▶ TASK LIST
• A. In the apple imaging text below, what resolution do the images have?
• B. Write the next part of the apple imaging text below, picking up after its final sentence.

▶ DOCUMENT SEGMENT
# # # #

Each object was photographed serially. The camera was started using a two-second timer, which eliminates image blurring from pressing the button. After each frame, the photo was saved in the camera's memory and subsequently transferred to the computer using a card reader. All images were marked with the date and sample number and saved in a separate directory for easier inspection and analysis. Each apple was photographed in 3 different positions, as shown in Figure 2. The obtained images are in the RGB color space and have a resolution of 960 × 1280 pixels. The obtained images served as the basis for subsequent extraction of digital characteristics of the fruits. Image processing was performed using MATLAB software. Using the described setup allows standardization of the shooting process and ensures high data reproducibility, which is especially important in the context of scientific research, development of algorithms for automatic sorting and preparation of training samples for machine vision models.

2.2. Algorithm for Digital Identification of Different Types of Apples by Deep Learning Techniques

The data processing algorithm has been developed and is shown in Figure 3.

# # # #

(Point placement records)
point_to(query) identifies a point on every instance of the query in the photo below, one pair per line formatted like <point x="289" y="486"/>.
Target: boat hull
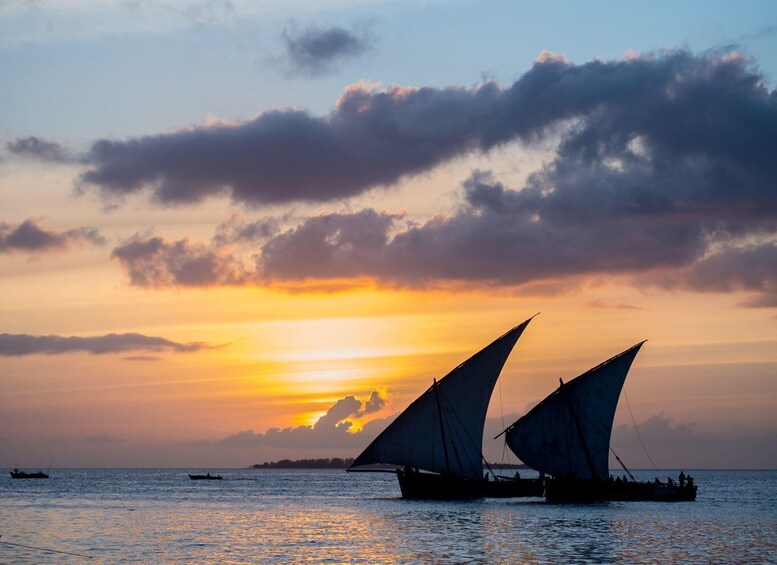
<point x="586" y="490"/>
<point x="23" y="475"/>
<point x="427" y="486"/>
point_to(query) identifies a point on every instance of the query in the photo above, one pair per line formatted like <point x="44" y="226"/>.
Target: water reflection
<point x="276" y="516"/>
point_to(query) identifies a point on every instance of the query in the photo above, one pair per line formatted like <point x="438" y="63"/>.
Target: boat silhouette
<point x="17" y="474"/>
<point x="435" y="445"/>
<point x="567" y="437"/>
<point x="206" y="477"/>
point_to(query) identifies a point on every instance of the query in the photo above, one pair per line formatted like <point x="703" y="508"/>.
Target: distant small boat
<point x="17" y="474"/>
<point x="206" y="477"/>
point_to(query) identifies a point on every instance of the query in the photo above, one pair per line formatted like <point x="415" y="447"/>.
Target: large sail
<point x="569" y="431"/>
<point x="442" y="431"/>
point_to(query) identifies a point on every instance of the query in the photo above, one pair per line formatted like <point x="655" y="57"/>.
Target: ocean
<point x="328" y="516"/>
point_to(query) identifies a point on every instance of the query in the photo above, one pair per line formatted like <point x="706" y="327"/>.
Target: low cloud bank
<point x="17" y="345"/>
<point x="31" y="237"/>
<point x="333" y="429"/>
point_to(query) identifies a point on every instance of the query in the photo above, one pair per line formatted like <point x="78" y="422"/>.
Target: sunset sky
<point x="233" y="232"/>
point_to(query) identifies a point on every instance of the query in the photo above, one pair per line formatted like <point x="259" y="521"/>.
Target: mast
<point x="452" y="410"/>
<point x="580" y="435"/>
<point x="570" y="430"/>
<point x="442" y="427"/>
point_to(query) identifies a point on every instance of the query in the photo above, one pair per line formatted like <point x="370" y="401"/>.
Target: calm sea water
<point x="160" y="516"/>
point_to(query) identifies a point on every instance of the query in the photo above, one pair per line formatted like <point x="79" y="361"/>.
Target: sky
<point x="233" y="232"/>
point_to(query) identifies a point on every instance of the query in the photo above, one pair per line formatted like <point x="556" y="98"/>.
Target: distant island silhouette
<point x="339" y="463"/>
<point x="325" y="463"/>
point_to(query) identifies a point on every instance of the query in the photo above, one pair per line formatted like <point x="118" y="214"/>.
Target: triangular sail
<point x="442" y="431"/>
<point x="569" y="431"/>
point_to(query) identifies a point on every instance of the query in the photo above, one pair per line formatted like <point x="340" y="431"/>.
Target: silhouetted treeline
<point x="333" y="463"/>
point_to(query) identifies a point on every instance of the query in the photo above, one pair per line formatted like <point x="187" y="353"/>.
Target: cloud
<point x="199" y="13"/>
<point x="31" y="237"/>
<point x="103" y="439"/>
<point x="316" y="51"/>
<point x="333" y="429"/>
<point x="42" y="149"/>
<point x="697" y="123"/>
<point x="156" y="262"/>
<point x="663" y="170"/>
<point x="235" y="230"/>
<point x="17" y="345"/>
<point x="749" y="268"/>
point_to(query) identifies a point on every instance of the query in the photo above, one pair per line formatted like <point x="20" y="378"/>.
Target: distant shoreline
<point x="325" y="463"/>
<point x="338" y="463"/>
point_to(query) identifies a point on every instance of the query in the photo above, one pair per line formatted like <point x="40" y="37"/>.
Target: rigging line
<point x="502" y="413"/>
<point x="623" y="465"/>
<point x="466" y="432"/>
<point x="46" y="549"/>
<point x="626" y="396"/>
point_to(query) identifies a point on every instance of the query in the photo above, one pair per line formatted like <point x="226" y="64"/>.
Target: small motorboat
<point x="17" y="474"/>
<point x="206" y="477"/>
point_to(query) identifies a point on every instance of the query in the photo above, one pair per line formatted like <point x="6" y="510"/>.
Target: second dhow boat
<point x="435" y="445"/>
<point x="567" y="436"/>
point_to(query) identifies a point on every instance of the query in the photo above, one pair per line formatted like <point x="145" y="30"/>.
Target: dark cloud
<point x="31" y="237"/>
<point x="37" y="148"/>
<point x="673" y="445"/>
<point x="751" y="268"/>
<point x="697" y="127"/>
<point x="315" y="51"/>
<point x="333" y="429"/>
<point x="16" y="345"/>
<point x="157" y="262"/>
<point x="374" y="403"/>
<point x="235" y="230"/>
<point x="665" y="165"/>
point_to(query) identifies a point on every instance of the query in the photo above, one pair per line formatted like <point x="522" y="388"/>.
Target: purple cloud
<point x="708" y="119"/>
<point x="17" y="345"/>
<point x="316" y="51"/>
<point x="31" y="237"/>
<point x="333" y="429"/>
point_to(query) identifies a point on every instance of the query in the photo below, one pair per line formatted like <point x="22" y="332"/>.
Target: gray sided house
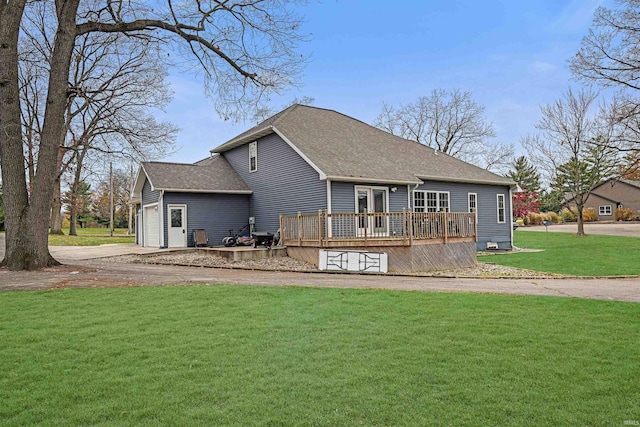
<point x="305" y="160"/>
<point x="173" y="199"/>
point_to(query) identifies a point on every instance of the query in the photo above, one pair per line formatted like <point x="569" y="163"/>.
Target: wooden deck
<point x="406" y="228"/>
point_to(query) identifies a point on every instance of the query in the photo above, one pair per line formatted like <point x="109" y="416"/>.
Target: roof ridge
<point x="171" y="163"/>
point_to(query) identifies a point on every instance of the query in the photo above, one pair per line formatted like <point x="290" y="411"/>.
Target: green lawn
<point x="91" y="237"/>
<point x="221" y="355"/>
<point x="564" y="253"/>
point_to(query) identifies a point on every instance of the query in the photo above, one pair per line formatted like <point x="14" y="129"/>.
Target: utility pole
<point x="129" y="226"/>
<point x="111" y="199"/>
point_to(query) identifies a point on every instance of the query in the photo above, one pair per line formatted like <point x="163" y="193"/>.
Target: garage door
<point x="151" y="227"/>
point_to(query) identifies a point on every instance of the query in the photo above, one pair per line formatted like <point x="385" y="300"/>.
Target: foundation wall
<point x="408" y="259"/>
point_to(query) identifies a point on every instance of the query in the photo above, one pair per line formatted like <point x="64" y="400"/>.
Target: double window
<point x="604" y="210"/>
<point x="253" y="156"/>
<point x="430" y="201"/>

# # # #

▶ RESPONSES BY TASK
• A. 960 × 1280 pixels

• B.
The basic procedure for creating a model for digital identification of apple varieties is described in three stages (Figure 3). First, a sensor based on standard CCD technology is used to capture color images of apples with a resolution of 960x1280 pixels. The next stage involves building a test sample of images for each variety and training two types of deep learning networks, with different settings of the optimization algorithm - Solver and Initial Learning Rate, respectively. The third stage involves evaluating the performance of the networks and selecting the most suitable model. This is done on the basis of three basic metrics for network evaluation - Accuracy, Precision and Recall, which are calculated when identifying the variety of images from validation samples.

2.3. Deep Learning Model Parameters and Training Setting for Identification

In this study, two pre-trained CNN networks, SqueezeNet and GoogLeNet, were fine-tuned and trained using a transfer learning approach in Matlab to identify different types of apple varieties. The selection of an appropriate deep learning method was based on a review of studies conducted by other authors working on similar tasks [21].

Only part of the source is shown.